Print the records word for word, from the line containing "spot the archangel statue." down to the end of the records, both ends included, and leave the pictures out.
<<<<
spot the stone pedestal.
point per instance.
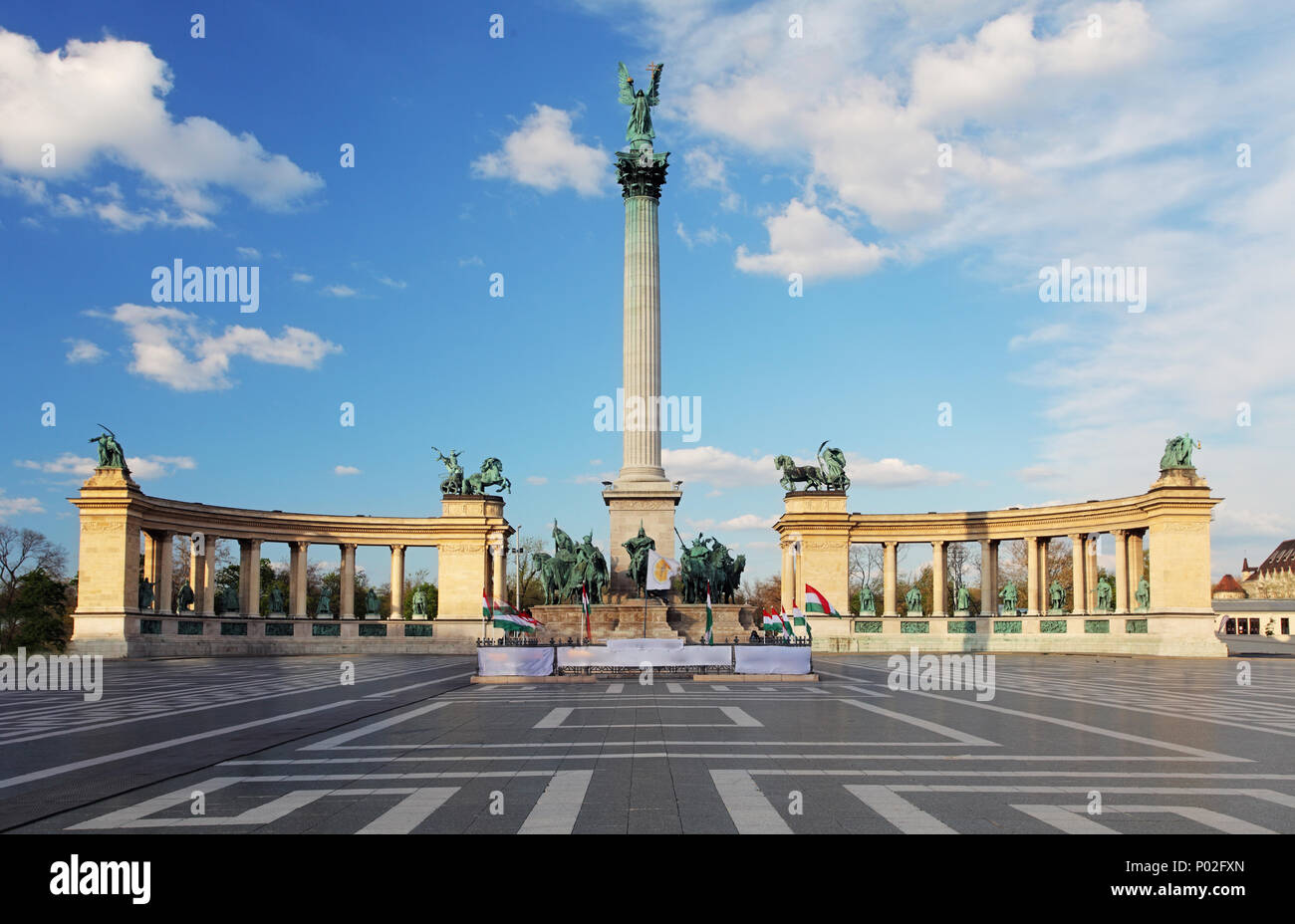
(630, 505)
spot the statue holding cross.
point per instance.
(640, 132)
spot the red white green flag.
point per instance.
(710, 618)
(817, 604)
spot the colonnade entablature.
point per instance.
(1170, 519)
(120, 522)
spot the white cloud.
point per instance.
(803, 240)
(17, 506)
(85, 350)
(83, 466)
(105, 102)
(180, 349)
(543, 153)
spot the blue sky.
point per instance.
(815, 155)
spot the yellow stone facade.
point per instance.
(470, 536)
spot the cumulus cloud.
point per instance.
(17, 506)
(85, 350)
(182, 350)
(105, 102)
(142, 467)
(544, 154)
(803, 240)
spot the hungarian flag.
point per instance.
(710, 617)
(798, 617)
(817, 604)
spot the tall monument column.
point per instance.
(642, 493)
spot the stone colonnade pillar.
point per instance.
(396, 581)
(989, 578)
(346, 581)
(1079, 585)
(939, 565)
(297, 578)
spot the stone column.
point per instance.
(1079, 586)
(150, 566)
(939, 564)
(988, 578)
(208, 581)
(1091, 574)
(1135, 560)
(499, 569)
(889, 578)
(346, 582)
(396, 581)
(642, 493)
(1122, 571)
(297, 578)
(249, 578)
(1031, 575)
(197, 574)
(162, 589)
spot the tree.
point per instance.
(21, 553)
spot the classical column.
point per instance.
(208, 581)
(1091, 574)
(297, 578)
(642, 493)
(197, 574)
(892, 566)
(396, 581)
(150, 565)
(1079, 586)
(249, 578)
(346, 581)
(988, 578)
(162, 589)
(1122, 571)
(939, 564)
(499, 569)
(1031, 575)
(1136, 570)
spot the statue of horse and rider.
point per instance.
(828, 475)
(708, 562)
(571, 567)
(456, 483)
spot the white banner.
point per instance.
(514, 661)
(772, 659)
(660, 570)
(655, 655)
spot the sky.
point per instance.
(863, 202)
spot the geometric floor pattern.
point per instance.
(1066, 746)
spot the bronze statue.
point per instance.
(639, 132)
(111, 454)
(490, 475)
(453, 482)
(638, 548)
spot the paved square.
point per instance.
(280, 746)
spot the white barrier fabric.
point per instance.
(514, 661)
(772, 659)
(659, 656)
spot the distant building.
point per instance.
(1274, 578)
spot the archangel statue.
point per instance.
(640, 132)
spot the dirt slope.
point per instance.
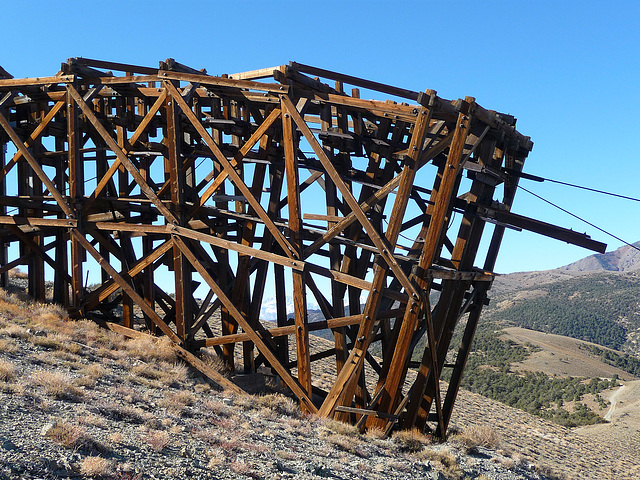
(561, 355)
>>>>
### The result
spot the archangel statue.
point per instance.
(640, 132)
spot the dirt slope.
point per instance.
(561, 355)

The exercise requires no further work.